*What to produce*
Return the data exactly, but only from the line containing "search: white arabesque tile backsplash" through its last line.
(The records)
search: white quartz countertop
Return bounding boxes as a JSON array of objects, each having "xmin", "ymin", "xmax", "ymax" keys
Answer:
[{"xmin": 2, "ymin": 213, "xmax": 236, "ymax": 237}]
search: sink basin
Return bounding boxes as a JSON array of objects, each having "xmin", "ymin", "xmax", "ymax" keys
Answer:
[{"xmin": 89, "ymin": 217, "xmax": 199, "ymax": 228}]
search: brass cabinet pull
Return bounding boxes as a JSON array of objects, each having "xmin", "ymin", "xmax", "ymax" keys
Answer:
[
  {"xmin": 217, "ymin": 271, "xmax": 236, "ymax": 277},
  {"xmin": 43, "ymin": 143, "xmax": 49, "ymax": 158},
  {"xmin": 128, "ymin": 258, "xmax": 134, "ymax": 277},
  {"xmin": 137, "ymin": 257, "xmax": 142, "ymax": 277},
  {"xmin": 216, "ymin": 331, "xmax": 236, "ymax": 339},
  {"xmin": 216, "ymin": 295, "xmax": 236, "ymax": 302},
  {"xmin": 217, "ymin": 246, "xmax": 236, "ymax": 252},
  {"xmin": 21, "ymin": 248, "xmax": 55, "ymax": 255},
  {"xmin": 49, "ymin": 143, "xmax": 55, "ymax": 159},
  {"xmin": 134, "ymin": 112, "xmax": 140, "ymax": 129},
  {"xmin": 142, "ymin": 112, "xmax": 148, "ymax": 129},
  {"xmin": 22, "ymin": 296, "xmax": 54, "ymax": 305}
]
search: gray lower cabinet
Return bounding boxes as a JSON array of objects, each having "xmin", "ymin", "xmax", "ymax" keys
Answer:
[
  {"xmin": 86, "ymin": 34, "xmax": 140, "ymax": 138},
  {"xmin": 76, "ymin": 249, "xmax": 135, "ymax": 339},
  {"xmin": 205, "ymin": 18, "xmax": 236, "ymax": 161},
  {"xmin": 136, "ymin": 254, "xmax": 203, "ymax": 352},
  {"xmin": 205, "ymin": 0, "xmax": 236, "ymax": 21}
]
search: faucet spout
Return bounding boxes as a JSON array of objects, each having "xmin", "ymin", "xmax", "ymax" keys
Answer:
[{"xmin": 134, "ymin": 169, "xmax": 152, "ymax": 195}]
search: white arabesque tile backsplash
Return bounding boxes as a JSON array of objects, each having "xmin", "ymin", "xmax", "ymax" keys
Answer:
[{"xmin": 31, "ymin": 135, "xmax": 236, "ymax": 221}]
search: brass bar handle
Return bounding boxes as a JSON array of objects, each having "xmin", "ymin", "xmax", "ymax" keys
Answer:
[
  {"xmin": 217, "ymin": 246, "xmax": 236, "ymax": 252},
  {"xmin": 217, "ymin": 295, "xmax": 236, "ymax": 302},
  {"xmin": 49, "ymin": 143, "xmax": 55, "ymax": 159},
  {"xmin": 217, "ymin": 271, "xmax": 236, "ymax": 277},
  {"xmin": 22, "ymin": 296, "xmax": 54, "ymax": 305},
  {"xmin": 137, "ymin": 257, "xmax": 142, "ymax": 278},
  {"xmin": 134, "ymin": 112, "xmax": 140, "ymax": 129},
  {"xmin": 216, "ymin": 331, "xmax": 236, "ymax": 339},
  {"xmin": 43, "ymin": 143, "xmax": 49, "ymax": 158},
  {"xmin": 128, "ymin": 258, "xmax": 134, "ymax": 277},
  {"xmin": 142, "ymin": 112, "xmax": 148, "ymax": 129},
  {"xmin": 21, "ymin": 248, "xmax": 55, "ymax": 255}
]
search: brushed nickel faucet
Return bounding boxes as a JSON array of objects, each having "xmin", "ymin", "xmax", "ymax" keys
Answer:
(End The records)
*Your response*
search: white arabesque tile backsplash
Return bounding boxes as a JSON array of objects, each having "xmin", "ymin", "xmax", "ymax" keys
Answer:
[{"xmin": 31, "ymin": 135, "xmax": 236, "ymax": 221}]
search: brass bar handle
Return bounding boxes as a JSON array of objects, each having "xmin", "ymin", "xmax", "ymax" keys
Answer:
[
  {"xmin": 217, "ymin": 246, "xmax": 236, "ymax": 252},
  {"xmin": 217, "ymin": 295, "xmax": 236, "ymax": 302},
  {"xmin": 49, "ymin": 143, "xmax": 55, "ymax": 159},
  {"xmin": 217, "ymin": 271, "xmax": 236, "ymax": 277},
  {"xmin": 22, "ymin": 296, "xmax": 54, "ymax": 305},
  {"xmin": 137, "ymin": 257, "xmax": 142, "ymax": 278},
  {"xmin": 134, "ymin": 112, "xmax": 140, "ymax": 129},
  {"xmin": 216, "ymin": 331, "xmax": 236, "ymax": 339},
  {"xmin": 43, "ymin": 143, "xmax": 49, "ymax": 158},
  {"xmin": 128, "ymin": 258, "xmax": 134, "ymax": 277},
  {"xmin": 142, "ymin": 112, "xmax": 148, "ymax": 129},
  {"xmin": 21, "ymin": 248, "xmax": 55, "ymax": 255}
]
search: brushed nickel faucet
Return bounding boxes as a JSON array of objects, each having "xmin", "ymin", "xmax", "ymax" keys
Answer:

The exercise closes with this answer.